WRITTEN TASK A
In the school district excerpt, what will be added to the teacher evaluation system?
WRITTEN TASK B
Which grade levels does the school district excerpt name as getting a "portrait" of what students should be prepared for?
WRITTEN TASK C
Write the next part of the school district excerpt, following on from its final sentence.

EXTRACT TO READ
>> Start
Strategies to achieve this include building a common understanding of what we want students to know and be able to do as they move through the grades. We’re starting by developing a “portrait of a graduate” at the high school level – a vision for the skills, traits and competencies that students need to succeed in college, career and life. Educators across the district will develop the portrait to define exactly what we mean when we say that PPS students will graduate “prepared and empowered.”

Once we establish a clear portrait for our high school graduates, we’ll develop eighth grade and fifth grade portraits. These will help ensure a shared understanding of what elementary school students need to be prepared and empowered for middle school, and middle school students for high school.

We need all educators to deepen their shared understanding of and commitment to an equity-oriented vision for instruction. Our goal is to build trust, openness and appreciation for diverse approaches and opinions. That requires us all to be comfortable giving and receiving feedback in order to learn from each other and improve. To that end, we are including equity-literacy-based language in our teacher evaluation system.
>> End
DATA LINES
>> Start
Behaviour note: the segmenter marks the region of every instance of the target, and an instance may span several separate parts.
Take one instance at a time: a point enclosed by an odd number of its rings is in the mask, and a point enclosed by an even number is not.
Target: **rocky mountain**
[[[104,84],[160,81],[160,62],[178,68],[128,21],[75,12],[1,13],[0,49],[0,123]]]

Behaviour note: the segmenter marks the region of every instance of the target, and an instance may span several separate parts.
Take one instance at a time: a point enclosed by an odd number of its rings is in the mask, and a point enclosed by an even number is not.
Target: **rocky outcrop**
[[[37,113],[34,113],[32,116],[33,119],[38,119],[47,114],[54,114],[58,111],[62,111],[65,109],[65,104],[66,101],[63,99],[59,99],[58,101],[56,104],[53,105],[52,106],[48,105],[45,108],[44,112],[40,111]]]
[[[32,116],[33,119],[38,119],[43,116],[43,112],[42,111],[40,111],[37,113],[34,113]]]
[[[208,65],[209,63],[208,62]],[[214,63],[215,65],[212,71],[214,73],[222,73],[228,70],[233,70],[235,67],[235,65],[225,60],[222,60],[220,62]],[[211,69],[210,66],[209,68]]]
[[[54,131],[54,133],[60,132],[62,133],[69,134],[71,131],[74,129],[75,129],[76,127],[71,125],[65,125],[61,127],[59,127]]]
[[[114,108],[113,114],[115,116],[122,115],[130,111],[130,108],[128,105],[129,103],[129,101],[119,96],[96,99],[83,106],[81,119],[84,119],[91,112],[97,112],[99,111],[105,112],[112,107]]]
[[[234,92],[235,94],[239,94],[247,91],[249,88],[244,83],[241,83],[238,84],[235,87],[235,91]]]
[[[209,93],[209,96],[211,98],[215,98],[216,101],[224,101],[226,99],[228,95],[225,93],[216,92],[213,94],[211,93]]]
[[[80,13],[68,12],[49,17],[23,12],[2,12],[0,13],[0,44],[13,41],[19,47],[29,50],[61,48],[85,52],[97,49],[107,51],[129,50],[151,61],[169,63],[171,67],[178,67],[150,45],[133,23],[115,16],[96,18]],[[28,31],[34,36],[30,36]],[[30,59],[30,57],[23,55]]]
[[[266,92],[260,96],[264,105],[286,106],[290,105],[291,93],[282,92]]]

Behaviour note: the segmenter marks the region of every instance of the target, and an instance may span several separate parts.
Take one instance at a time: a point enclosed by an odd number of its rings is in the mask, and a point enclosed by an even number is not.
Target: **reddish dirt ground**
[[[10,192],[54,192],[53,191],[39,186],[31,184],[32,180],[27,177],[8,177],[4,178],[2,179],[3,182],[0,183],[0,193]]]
>> End
>> Start
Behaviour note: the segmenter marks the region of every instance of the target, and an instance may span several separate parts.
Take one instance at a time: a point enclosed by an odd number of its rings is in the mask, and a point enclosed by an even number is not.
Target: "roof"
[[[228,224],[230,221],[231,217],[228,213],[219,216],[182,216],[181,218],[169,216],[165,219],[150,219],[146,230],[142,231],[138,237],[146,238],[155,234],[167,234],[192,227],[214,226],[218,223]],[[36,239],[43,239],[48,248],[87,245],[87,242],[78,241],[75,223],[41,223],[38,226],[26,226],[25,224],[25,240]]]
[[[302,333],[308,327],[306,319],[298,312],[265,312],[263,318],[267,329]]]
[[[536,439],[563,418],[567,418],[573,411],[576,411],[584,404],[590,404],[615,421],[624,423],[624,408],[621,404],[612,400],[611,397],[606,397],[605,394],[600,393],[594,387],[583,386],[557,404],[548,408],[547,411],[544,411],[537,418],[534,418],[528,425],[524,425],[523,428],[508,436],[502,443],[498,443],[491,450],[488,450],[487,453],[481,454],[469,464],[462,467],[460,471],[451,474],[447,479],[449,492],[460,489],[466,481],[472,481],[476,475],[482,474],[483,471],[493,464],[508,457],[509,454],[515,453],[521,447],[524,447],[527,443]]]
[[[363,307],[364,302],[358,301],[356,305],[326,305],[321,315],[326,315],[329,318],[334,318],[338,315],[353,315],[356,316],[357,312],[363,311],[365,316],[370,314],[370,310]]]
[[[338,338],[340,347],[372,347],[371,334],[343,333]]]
>> End
ANSWER A
Equity-literacy-based language.

ANSWER B
High school, eighth grade, fifth grade

ANSWER C
We are committed to elevating and supporting our People who identify as Black, Indigenous and People of Color by implementing key recommendations from our “Educators of Color Report.” That report, released last spring, gave us honest feedback from our educators of color about their work experiences and barriers to opportunities in our district. A survey of all our staff also showed lackluster coaching, career development and professional learning opportunities.

As a consequence, we’re focusing this year on creating support structures and career pathways that lead to teaching and leadership opportunities for all staff. Specifically, we’re creating support structures for teachers that want to become administrators and for educational technicians that want to become teachers.

Years of research show that organizations attain their goals when they achieve a truly collaborative professional-learning structure where everyone feels they have something to learn and something to contribute. That is what we are committed to accomplishing through our focus on professional culture in our schools.